# DATA FOR THIS TASK
★ ★ ★
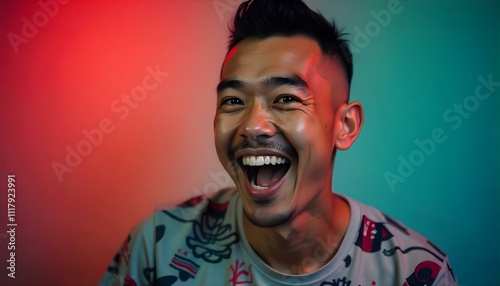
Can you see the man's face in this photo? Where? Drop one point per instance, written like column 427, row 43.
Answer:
column 275, row 124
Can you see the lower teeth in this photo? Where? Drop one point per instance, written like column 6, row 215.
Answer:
column 258, row 187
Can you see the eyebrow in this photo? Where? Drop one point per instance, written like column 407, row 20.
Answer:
column 270, row 82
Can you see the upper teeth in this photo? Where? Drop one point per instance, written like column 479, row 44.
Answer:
column 262, row 160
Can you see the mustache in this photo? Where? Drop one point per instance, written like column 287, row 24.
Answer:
column 277, row 143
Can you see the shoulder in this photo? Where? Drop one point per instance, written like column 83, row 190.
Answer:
column 392, row 244
column 154, row 247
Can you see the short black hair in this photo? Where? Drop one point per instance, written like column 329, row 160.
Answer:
column 267, row 18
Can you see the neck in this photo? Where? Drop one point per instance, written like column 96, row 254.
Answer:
column 306, row 242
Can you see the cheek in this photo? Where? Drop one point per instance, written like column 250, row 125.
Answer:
column 224, row 130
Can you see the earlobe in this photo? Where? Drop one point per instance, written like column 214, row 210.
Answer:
column 350, row 118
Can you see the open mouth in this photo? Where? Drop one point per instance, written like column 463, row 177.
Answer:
column 264, row 171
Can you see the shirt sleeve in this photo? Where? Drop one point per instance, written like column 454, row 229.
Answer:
column 134, row 262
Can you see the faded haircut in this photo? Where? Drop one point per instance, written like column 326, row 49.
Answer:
column 266, row 18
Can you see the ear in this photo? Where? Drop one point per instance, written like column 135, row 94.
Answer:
column 349, row 120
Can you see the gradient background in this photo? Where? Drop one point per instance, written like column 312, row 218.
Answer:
column 64, row 79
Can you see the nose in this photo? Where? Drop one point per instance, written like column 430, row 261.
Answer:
column 257, row 122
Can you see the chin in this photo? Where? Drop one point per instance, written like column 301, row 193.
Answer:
column 265, row 216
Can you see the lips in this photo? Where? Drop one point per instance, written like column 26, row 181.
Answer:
column 264, row 172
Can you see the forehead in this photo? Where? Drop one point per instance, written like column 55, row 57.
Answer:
column 254, row 58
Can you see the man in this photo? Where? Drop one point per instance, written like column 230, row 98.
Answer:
column 282, row 112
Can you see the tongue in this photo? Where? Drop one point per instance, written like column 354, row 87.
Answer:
column 269, row 174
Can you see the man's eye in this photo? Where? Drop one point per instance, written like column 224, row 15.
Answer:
column 287, row 99
column 231, row 101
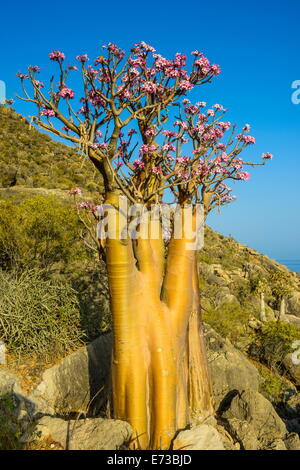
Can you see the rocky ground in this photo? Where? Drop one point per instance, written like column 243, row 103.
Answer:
column 66, row 410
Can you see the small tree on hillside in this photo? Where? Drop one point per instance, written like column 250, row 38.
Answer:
column 259, row 285
column 159, row 368
column 281, row 289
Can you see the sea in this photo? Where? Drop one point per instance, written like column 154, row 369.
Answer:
column 292, row 264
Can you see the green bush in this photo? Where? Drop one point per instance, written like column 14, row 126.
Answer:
column 229, row 320
column 37, row 316
column 37, row 233
column 273, row 342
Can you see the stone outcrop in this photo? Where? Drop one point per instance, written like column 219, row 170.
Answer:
column 201, row 437
column 230, row 370
column 83, row 434
column 253, row 421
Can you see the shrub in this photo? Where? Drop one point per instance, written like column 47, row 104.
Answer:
column 38, row 316
column 229, row 320
column 273, row 342
column 37, row 233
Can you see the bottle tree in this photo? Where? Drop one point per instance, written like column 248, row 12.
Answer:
★ ★ ★
# WHAT YOU NEED TO DO
Which of the lines above carry the string "tree"? Pick them out and copy them.

# WRITTEN RESPONSE
Can you see the small tree on hillside in this photo? Where? Drop one point per instance, written like column 250, row 38.
Can you see the bottle tree in this photo? Where? Drop one point per instance, written like column 248, row 12.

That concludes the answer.